> Material supplied:
===
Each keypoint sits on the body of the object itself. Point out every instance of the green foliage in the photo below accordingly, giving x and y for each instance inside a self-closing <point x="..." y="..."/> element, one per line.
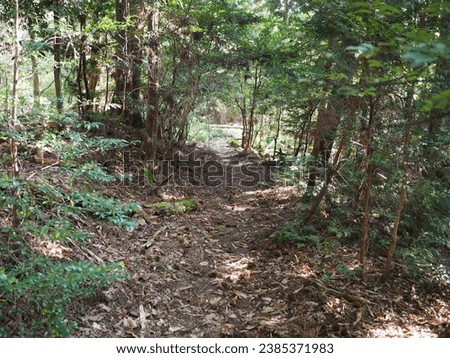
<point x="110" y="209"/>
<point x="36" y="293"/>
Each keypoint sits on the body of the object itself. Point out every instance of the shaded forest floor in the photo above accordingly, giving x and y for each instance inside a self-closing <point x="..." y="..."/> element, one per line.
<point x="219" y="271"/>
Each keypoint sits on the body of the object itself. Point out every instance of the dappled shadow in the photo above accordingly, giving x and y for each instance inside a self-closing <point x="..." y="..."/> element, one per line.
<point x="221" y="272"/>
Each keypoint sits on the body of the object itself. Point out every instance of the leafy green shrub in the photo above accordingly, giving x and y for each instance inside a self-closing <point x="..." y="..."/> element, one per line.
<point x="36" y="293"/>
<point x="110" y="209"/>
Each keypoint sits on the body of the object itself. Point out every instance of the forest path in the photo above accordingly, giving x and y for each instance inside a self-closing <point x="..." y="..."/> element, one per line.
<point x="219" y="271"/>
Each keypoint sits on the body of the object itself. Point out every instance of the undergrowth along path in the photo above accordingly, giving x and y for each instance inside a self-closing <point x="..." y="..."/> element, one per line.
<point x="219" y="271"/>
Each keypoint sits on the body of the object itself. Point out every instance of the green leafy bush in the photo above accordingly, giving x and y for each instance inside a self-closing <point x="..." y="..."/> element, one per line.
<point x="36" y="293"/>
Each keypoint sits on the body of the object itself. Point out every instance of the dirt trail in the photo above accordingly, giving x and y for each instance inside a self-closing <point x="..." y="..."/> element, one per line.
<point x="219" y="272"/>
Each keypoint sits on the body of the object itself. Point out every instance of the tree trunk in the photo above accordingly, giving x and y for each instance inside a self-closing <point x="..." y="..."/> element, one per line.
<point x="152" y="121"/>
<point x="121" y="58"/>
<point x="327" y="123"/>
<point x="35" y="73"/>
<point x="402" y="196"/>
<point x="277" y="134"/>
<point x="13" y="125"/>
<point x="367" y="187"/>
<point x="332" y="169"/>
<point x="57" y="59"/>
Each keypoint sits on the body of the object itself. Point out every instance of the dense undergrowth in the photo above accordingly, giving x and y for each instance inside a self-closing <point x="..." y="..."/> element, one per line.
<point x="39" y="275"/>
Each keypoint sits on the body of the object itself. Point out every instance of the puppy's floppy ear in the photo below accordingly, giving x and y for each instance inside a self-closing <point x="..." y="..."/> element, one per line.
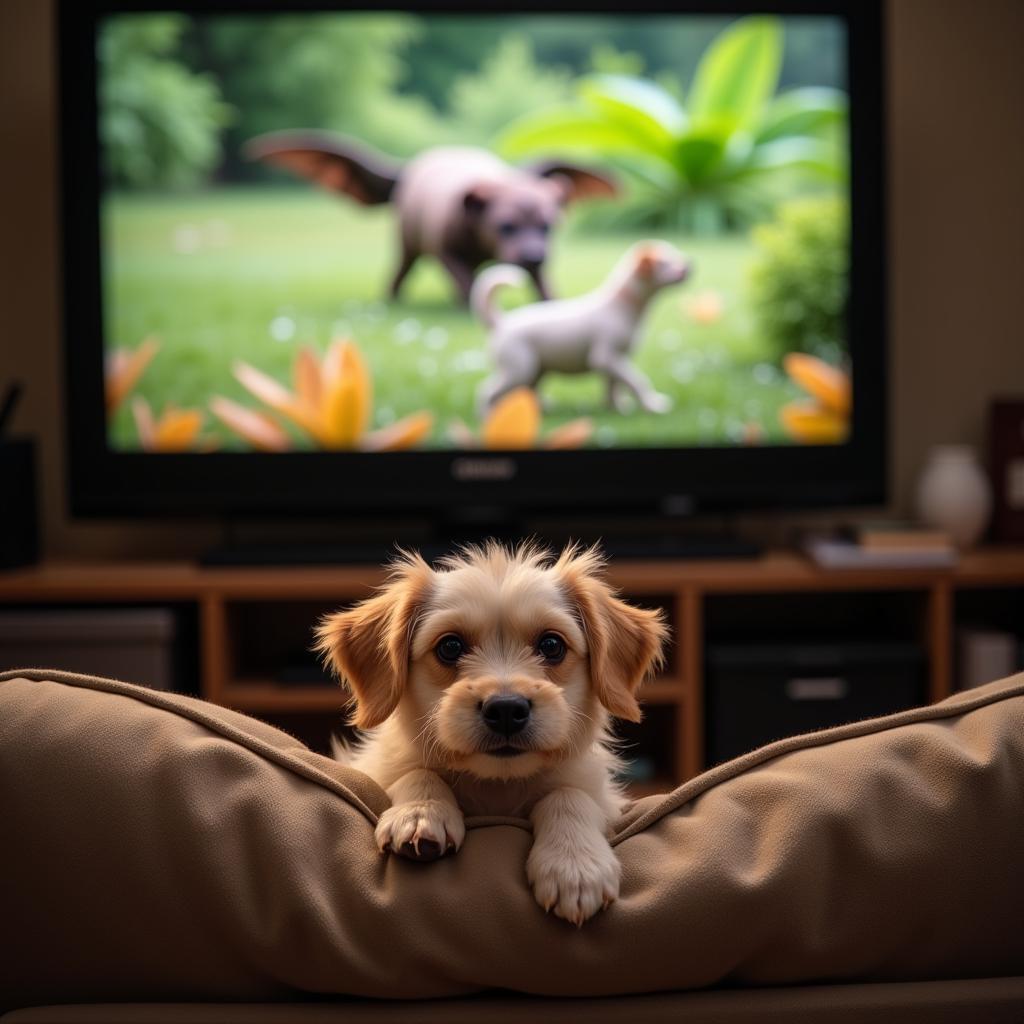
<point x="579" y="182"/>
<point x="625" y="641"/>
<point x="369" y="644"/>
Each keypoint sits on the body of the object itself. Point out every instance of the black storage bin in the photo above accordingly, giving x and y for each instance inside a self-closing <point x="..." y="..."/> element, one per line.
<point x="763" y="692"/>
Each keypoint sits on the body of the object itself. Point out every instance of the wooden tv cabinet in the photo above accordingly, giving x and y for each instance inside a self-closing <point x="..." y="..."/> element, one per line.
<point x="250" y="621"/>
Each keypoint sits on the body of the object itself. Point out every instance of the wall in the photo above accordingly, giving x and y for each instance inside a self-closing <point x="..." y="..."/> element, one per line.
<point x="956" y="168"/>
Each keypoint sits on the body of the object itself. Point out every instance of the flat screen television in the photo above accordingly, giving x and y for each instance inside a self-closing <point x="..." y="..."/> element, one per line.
===
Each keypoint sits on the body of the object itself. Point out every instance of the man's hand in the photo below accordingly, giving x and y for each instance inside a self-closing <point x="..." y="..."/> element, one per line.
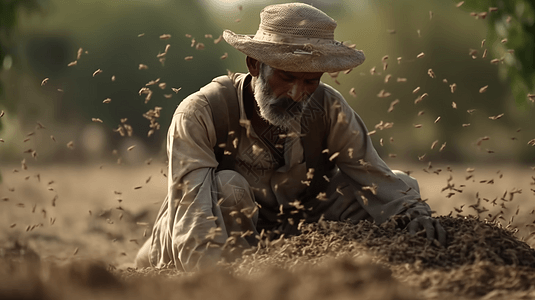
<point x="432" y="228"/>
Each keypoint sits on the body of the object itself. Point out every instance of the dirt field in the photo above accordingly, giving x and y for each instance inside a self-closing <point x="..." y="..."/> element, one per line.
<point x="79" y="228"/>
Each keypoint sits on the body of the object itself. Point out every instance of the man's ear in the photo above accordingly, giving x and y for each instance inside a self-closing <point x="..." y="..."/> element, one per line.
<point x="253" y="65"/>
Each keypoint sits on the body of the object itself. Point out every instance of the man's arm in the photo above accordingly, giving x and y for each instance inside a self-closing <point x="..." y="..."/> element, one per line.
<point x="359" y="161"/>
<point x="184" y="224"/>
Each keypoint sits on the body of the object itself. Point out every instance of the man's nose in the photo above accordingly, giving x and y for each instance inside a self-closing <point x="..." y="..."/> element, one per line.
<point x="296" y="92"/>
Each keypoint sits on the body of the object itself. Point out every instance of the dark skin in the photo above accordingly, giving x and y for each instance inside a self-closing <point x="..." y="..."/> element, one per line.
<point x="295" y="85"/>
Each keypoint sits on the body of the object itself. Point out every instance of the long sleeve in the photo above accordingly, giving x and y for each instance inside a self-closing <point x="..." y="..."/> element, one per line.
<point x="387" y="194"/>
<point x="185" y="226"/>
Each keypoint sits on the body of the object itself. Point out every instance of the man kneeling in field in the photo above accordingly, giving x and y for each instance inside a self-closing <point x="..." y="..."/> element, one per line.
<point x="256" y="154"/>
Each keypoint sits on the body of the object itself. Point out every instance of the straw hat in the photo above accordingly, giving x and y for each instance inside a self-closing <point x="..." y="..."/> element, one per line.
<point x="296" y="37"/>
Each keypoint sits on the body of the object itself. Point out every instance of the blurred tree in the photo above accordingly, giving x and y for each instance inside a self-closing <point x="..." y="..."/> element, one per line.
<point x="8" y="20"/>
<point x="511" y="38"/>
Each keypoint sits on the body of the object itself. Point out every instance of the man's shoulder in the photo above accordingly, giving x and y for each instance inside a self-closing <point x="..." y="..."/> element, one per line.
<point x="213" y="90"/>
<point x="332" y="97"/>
===
> Directions: When you reach the line in the material above that holds "of the wooden", begin reproducing lines exactly, and stop after the line that holds "of the flat".

> Response to the task:
Each keypoint sits on the body of the object itself. Point out every instance of the wooden tv cabinet in the photo above accordingly, giving x and y for each instance inside a self-closing <point x="..." y="..."/> element, one per line.
<point x="250" y="621"/>
Each keypoint sits on the body of the object itself. Point out every instance of the wall in the photo above accordingly, giving x and y for each instance inside a self-closing <point x="..." y="..."/> element, one per line.
<point x="956" y="168"/>
Each keypoint sits on the body of the object itself. Point out every instance of the flat screen television in the photo above accordingly, giving x and y for each instance inside a self-closing <point x="..." y="..."/> element, one per line.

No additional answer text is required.